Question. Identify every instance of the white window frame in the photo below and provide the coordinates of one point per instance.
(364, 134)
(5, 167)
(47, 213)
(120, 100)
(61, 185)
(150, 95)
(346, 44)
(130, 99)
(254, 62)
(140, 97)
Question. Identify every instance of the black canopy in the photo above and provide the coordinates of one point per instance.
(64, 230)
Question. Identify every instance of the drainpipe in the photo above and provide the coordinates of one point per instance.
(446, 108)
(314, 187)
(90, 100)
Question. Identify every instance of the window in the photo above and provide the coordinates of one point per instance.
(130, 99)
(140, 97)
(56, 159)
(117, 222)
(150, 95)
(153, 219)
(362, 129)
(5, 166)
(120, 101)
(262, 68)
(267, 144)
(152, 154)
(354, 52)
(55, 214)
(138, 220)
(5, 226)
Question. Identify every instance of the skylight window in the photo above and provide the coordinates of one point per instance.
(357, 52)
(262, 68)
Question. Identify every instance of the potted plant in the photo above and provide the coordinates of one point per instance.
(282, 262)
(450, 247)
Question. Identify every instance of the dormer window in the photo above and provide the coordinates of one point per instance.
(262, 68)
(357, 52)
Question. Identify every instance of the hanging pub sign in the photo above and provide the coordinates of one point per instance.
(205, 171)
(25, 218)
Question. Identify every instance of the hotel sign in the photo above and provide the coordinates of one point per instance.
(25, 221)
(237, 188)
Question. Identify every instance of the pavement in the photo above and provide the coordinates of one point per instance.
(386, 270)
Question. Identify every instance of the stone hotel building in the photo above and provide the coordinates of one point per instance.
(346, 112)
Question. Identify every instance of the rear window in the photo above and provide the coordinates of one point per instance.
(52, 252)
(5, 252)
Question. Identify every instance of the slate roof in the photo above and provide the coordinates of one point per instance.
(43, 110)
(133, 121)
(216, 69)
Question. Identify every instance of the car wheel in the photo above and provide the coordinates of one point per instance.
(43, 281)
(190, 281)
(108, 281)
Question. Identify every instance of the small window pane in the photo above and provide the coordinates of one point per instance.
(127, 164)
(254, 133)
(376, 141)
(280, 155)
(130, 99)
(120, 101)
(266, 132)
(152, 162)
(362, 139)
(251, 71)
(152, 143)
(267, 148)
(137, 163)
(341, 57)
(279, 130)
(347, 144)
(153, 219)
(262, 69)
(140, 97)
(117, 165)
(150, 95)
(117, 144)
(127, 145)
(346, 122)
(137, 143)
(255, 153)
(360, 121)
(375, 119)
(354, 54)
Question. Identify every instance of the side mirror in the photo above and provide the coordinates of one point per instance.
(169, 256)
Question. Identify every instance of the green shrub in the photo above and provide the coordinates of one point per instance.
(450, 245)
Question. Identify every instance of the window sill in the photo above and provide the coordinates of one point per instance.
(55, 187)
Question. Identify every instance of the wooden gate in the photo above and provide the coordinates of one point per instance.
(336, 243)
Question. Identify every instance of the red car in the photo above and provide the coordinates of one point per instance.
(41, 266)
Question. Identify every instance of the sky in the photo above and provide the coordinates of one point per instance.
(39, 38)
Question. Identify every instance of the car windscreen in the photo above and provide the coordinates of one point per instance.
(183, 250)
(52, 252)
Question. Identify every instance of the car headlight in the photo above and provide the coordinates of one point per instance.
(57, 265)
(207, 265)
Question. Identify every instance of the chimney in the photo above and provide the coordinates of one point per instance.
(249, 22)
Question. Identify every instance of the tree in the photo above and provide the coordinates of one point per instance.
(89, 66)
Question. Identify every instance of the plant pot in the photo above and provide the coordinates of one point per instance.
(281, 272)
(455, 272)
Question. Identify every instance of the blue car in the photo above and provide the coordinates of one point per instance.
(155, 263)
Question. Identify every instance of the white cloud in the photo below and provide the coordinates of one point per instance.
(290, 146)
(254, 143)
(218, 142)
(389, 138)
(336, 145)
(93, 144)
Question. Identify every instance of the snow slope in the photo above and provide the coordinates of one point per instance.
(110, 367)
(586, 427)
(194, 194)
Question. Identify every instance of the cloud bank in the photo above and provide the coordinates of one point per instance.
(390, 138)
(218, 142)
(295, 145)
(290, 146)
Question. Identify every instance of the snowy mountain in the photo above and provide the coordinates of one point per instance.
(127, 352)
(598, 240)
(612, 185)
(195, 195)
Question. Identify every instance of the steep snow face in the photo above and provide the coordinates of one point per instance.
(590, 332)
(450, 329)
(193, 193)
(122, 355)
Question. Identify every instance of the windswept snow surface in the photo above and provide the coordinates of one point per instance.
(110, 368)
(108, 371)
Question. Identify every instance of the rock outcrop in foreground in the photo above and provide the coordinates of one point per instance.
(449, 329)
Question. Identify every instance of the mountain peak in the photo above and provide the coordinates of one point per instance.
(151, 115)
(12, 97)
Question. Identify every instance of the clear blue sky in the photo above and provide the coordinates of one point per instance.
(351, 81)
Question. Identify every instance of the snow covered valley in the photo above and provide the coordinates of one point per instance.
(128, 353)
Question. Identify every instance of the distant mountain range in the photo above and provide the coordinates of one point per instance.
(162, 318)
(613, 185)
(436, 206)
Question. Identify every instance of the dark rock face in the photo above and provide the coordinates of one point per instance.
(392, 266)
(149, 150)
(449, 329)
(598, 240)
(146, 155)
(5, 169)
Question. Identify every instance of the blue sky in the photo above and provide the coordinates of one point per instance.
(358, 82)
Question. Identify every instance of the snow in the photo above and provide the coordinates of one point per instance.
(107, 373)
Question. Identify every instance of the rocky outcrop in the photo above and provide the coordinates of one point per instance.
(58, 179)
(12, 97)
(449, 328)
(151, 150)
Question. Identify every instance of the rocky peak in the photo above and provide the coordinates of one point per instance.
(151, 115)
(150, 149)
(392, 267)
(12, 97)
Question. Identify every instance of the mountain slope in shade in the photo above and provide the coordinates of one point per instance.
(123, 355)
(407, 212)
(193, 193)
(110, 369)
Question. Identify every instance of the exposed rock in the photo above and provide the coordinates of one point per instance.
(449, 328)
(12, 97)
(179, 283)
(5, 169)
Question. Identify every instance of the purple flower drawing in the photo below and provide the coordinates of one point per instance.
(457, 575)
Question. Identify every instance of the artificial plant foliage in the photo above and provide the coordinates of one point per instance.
--- --- ---
§ **GIVEN TASK**:
Update every item in this set by replacing "one point per instance" with "a single point for each instance". Leave all other text unchanged.

§ **SOLUTION BELOW**:
Question. Identify every instance of the white window frame in the photo below and provide the coordinates of a single point for each instance.
(364, 134)
(5, 167)
(47, 213)
(120, 100)
(61, 185)
(150, 95)
(346, 44)
(130, 99)
(254, 62)
(140, 97)
Question. Identify every instance of the black canopy in the photo above and provide the coordinates of a single point for each instance.
(64, 230)
Question. Identify every instance of the drainpipe in the photo above and provide the coordinates of a single point for each instance.
(446, 108)
(314, 187)
(90, 100)
Question. Identify every instance of the window in the photo above and provide the coordinates of a single point for each instance.
(130, 99)
(140, 97)
(56, 159)
(117, 222)
(150, 95)
(153, 219)
(362, 129)
(5, 166)
(120, 101)
(262, 68)
(267, 144)
(152, 154)
(354, 52)
(55, 214)
(138, 220)
(5, 226)
Question. Identify every instance of the skylight window in the photo above and provide the coordinates of a single point for each instance.
(357, 52)
(262, 68)
Question. Identify every instance of the potted plant in the photo above and provide the coordinates of a single point for each instance.
(282, 262)
(450, 247)
Question. Identify every instance of the dormer window in the photo above and provide the coordinates of a single point for each instance.
(262, 68)
(357, 52)
Question. Identify every instance of the hanging pub sign in the photo above and provide the coordinates of a single point for each instance.
(205, 171)
(25, 218)
Question. Identify every instance of the hotel sign in the photo above and provide the coordinates of a single point for each instance.
(25, 221)
(237, 188)
Question. Identify every instance of the pavement in the photo above and provide the coordinates of a single point for each instance.
(386, 270)
Question. Identify every instance of the stone hotel building in the photo above and provide the coordinates of a single point for each instance.
(346, 112)
Question. Identify every instance of the rear window in the photo above and provide the coordinates of a single point for each instance.
(52, 252)
(5, 252)
Question. Identify every instance of the slate roof in the photo above and provide the coordinates of a single point for each instance.
(43, 110)
(133, 121)
(216, 69)
Question. Identify every instance of the car wheel in the photo above and provide the coordinates of a single point for each instance.
(43, 281)
(190, 281)
(108, 281)
Question. Identify every instance of the small window pane in the photo above and provide the coordinates of a single point for each instance.
(127, 164)
(254, 133)
(376, 141)
(280, 155)
(130, 99)
(120, 101)
(266, 132)
(152, 162)
(362, 139)
(251, 71)
(152, 143)
(267, 148)
(137, 163)
(341, 57)
(279, 130)
(347, 144)
(153, 219)
(262, 69)
(140, 97)
(117, 165)
(150, 95)
(117, 144)
(127, 145)
(346, 122)
(137, 143)
(255, 153)
(360, 121)
(375, 119)
(354, 54)
Question. Identify every instance of the side mirror in the photo above and provide the coordinates of a single point for each instance.
(169, 256)
Question. Identify every instance of the green shrub in the photo above and provide the coordinates of a single point for each instance.
(450, 245)
Question. Identify every instance of the window sill in the photo above and provide the coordinates of a single point for each instance.
(55, 187)
Question. Identify every instance of the wooden gate in the photo above and provide the coordinates of a single point for each instance.
(336, 243)
Question. Identify every instance of the red car in the photo above and provide the coordinates of a single point for each instance.
(41, 266)
Question. Identify every instance of the sky in the photo above and provide the coordinates of a single point for each instance.
(39, 38)
Question. Identify every instance of the car windscreen in the photo above and provide the coordinates of a single point for each instance.
(183, 250)
(52, 252)
Question. Identify every instance of the car headlight in the photo above and provide the coordinates of a single point for each instance.
(57, 265)
(207, 265)
Question. Identify every instance of the chimney in the photo above and provide the coordinates of a single point for each instance.
(249, 22)
Question. Identify every instance of the tree in the photo above and provide the coordinates of a single point for each instance.
(89, 66)
Question. Identify every instance of the plant pot in the photo above and provide the coordinates of a single point for each instance.
(281, 272)
(455, 272)
Question. Identify every instance of the blue car in the photo above and provide the coordinates of a single point for each instance.
(155, 263)
Question. Identify every instance of the white cloud in the photo below and provide the coordinates of a single point for each instance.
(290, 146)
(254, 143)
(218, 142)
(389, 138)
(336, 145)
(93, 144)
Question. Identify every instance of the snow slope in the photo above and provide the coordinates of a single point for each instance.
(110, 367)
(586, 427)
(194, 194)
Question. Identify every instance of the cloud bank in the photo above and provide the coordinates of a single point for each instance.
(390, 138)
(218, 142)
(295, 145)
(290, 146)
Question. Identify every instance of the snowy mountain in the photo above and provide the coordinates of a single point for each instance.
(127, 352)
(598, 240)
(612, 185)
(195, 195)
Question. Identify every instance of the steep snow face in the photo above and provide the coordinates of a single point for each instance.
(590, 332)
(450, 329)
(193, 193)
(122, 355)
Question. Identify every instance of the windswept snow surface in the photo above and provide the coordinates of a single point for each instance.
(110, 368)
(108, 371)
Question. Identify every instance of the rock outcrop in foreground in the photo above and provide the coordinates of a single point for each instance.
(449, 329)
Question. Identify every instance of the mountain peak in the photo above and provide the coordinates of a single point for each instance.
(151, 115)
(12, 97)
Question. Identify every instance of the clear blue sky in the photo above and provide the coordinates of a single point for each instance.
(351, 81)
Question. Identify every instance of the snow covered valley in the photo above and provide the coordinates of a single point for each instance.
(128, 353)
Question. Identify every instance of the distant mountain range in the photo above and provide the coordinates of a single point for each instance.
(162, 318)
(613, 185)
(436, 206)
Question. Identify every instance of the dark rock face in the photo above and provide the coordinates of a single point for each instance.
(392, 266)
(149, 150)
(449, 329)
(598, 240)
(146, 155)
(5, 169)
Question. Identify every instance of the blue sky in the photo above and provide the coordinates of a single point for each instance.
(358, 82)
Question. Identify every instance of the snow in the photo above and provide the coordinates of a single point for each instance.
(107, 373)
Question. Identify every instance of the rocky outcrop in the photo above and provide the coordinates of a single point for each instance.
(58, 179)
(12, 97)
(449, 328)
(151, 150)
Question. Identify every instance of the rocky peak in the photo above and provide the coordinates of a single point for each instance.
(151, 115)
(150, 149)
(392, 267)
(12, 97)
Question. Identify every instance of the mountain slope in shade in the photo above and provide the coordinates of a single point for each instance.
(123, 355)
(407, 212)
(193, 193)
(110, 369)
Question. Identify every instance of the exposed rock in the photo above and provide the coordinates of a single point for each instance.
(449, 328)
(12, 97)
(179, 283)
(5, 169)
Question. Identify every instance of the purple flower drawing in the photo below and provide the coordinates of a single point for each instance.
(457, 575)
Question. Identify every instance of the artificial plant foliage in the photo above and provide the coordinates of a single point for each instance.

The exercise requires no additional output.